▶ GIVEN RECORDS

====================

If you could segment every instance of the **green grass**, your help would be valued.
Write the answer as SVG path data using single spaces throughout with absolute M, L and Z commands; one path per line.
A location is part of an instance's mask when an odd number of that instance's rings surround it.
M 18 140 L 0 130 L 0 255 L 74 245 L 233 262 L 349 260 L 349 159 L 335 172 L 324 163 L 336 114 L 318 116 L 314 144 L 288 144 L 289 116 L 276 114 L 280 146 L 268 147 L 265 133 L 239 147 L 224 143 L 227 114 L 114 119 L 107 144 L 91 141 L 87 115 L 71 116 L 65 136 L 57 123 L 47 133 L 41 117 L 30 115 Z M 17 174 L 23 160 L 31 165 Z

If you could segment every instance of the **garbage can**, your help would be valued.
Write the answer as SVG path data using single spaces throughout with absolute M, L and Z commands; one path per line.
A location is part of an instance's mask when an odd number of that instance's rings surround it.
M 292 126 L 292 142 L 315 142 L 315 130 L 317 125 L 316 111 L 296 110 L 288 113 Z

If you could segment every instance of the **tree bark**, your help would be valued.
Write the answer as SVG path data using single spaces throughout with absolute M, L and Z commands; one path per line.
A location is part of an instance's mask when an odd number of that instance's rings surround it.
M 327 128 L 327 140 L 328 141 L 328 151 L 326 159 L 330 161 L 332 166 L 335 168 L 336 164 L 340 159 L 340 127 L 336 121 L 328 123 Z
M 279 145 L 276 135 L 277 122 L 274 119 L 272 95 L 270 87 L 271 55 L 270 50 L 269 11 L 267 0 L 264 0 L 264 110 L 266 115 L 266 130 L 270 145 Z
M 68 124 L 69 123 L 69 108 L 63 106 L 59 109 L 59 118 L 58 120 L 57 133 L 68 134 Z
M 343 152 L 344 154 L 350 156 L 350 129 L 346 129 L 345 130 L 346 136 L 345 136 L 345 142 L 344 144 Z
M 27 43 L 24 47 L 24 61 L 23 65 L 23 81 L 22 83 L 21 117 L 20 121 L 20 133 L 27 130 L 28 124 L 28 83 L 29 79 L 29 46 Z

====================

▶ SHORT EXERCISE
Convert every line of the records above into a numbered list, omitting the blank lines.

▶ COMPLETE ANSWER
1. If you could segment every instance of the **green grass**, your help would be valued.
2. Write the answer as SVG path data using single spaces throughout with absolute M, L and Z commands; one path per line.
3. A location is part of an instance's mask when an odd number of that instance's rings surround it.
4. M 18 140 L 0 130 L 0 255 L 74 245 L 233 262 L 349 260 L 349 159 L 335 172 L 324 163 L 336 114 L 318 116 L 314 144 L 288 144 L 289 116 L 276 114 L 280 146 L 268 147 L 265 133 L 239 147 L 224 143 L 227 114 L 114 119 L 107 144 L 91 141 L 87 115 L 71 116 L 65 136 L 57 123 L 47 133 L 41 117 L 30 115 Z M 17 174 L 23 160 L 31 165 Z
5. If you could segment every instance of the **garbage can**, your help would be valued.
6. Write the answer as SVG path data using single spaces throughout with absolute M, L and Z commands; one path per line.
7. A location is part of an instance's mask when an odd number of that instance's rings surround it.
8. M 292 126 L 292 142 L 315 142 L 315 130 L 317 125 L 316 111 L 296 110 L 288 113 Z
9. If you could segment every instance of the **tree bark**, your help would be valued.
10. Write the answer as SVG path data using single spaces throughout with absolute M, L and Z commands; one path per line.
11. A location is part of an instance's mask when an odd number of that instance's rings surround it.
12. M 327 128 L 327 140 L 328 141 L 328 151 L 326 159 L 330 161 L 332 166 L 335 168 L 336 164 L 340 159 L 340 127 L 336 121 L 328 123 Z
13. M 279 145 L 276 135 L 277 122 L 274 119 L 272 95 L 270 87 L 271 55 L 270 50 L 269 11 L 267 0 L 264 0 L 264 110 L 266 115 L 266 130 L 270 145 Z
14. M 68 124 L 69 123 L 69 108 L 63 106 L 59 109 L 59 118 L 58 120 L 57 133 L 68 134 Z
15. M 343 152 L 344 154 L 350 156 L 350 129 L 346 129 L 345 130 L 346 136 L 345 136 L 345 142 L 344 144 Z
16. M 27 43 L 24 47 L 24 61 L 23 65 L 23 81 L 22 83 L 21 117 L 20 121 L 20 133 L 27 130 L 28 124 L 28 83 L 29 79 L 29 46 Z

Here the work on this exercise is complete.